QUOTED TEXT
++++++++

By Ryan Maquinana
Tonight in San Manuel Casino, the place so close to LAX that Manny Pacquiao proclaims it on a massive banner before you head to Baggage Claim, fellow Filipino Bernabe Concepcion hopes to mend the broken pieces of a once-promising career.
Meanwhile, two hours south in San Diego, his opponent is taking the trip to Highland with his own personal redemption in mind. Like Concepcion, Aaron Garcia was a hot commodity many moons ago. Armed with an accomplished amateur career and a bonus baby contract from Golden Boy Promotions, somehow “El Gavilán” let it all slip away.
Now rejuvenated in his third return to the professional ring, the 29-year-old Garcia (10-2-2, 2 KOs) has upset on the brain, and his last two outings indicate that he’s going to be a pretty tough out for Concepcion (28-5-1, 15 KOs), a former two-time world title challenger.
“It feels good to be back,” Garcia said after upsetting Alejandro Lopez in February and a controversial decision loss to Abraham Lopez two months later. “I’m excited and I’m ready for tonight.”
Garcia’s boxing biography begins in Vista, Calif., when he took up the sport around the age of seven. In contrast to his brothers who one by one would bow out and pursue other interests, he became enamored with boxing.
“I loved it because I learned that it’s not just about hitting or brawls,” he said. “It’s the science. While my brothers ended up not liking it, to me it was very easy to pick up.”

++++++++

RAW DATA
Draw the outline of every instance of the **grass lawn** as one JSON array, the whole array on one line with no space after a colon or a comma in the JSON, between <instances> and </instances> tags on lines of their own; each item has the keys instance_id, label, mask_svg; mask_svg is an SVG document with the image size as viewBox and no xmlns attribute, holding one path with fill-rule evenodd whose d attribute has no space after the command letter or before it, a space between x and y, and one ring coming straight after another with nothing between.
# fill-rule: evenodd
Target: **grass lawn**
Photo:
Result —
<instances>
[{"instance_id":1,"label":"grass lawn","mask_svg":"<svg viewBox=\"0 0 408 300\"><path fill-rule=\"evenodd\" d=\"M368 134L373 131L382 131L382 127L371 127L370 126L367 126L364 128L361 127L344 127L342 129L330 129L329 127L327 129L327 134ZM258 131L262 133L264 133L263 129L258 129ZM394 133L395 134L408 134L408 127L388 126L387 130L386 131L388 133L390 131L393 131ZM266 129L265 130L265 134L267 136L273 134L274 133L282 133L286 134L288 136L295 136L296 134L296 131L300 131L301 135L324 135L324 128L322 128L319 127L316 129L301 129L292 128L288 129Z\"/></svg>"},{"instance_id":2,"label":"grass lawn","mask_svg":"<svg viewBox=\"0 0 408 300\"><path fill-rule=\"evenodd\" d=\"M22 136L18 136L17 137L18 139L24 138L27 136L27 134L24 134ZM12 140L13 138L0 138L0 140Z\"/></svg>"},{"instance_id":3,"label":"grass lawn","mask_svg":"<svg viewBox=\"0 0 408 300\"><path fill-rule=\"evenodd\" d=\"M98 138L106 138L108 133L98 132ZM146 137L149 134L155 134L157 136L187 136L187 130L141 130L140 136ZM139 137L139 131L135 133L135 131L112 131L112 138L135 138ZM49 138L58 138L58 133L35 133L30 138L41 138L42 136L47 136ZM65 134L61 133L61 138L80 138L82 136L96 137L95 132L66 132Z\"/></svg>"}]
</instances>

++++++++

EXERCISE PROMPT
Extend the boxing article about Aaron Garcia and Bernabe Concepcion, starting after its last sentence. You can skip the lines; they play no part here.

OUTPUT OF THE TASK
The interest developed into a passion, and the passion germinated into an obsession with winning. By the time Garcia’s amateur days were over, he had gone roughly 130-20, rising to the top of the USA Boxing rankings at both the 119 and 125-pound divisions.
“With Jorge Padilla training me, I won the Junior Golden Gloves, the U.S. Nationals, National Golden Gloves, you name it,” he recalled. “I was 16, 17 years old fighting all these grown men in the Open Division. After winning the National Golden Gloves in Syracuse at 119 pounds, I felt like I could do anything.”
Soon, Golden Boy came calling and Garcia was quick to sign on the dotted line. However, after starting 7-0, a jarring third-round stoppage loss to Saul Ochoa meant the end of his stint with the promotional juggernaut.
“They dropped me right after the loss to Ochoa,” he remembered. “Honestly, I had a headbutt so I couldn’t see. Then Ochoa started throwing flurries. Joe Cortez waved off the fight with blood coming from my face.”
Unable to cope with the defeat, Garcia began to fall out of love with boxing, and it led to his first two-year stretch away from the sport.
“I started struggling after that,” he said. “I had problems finding fights. It was depressing. I stopped training at times. I had a lot of distractions and outside the ring. I took the loss really bad. I was used to winning all my life. I had to think about what I would do, so I stepped away for awhile.”
When he finally gathered enough desire to lace up his gloves again, he found himself in Coachella with renowned brothers Antonio and Joel Diaz, who is also the current trainer of pound-for-pounder Tim Bradley.
However, after two consecutive draws with Jesus Hernandez, an unhappy Garcia shelved his career a second time in 2009.
“I got with the Diaz brothers but I really wasn’t pleased with my work,” Garcia stated. “They’re good coaches but I just couldn’t find myself.”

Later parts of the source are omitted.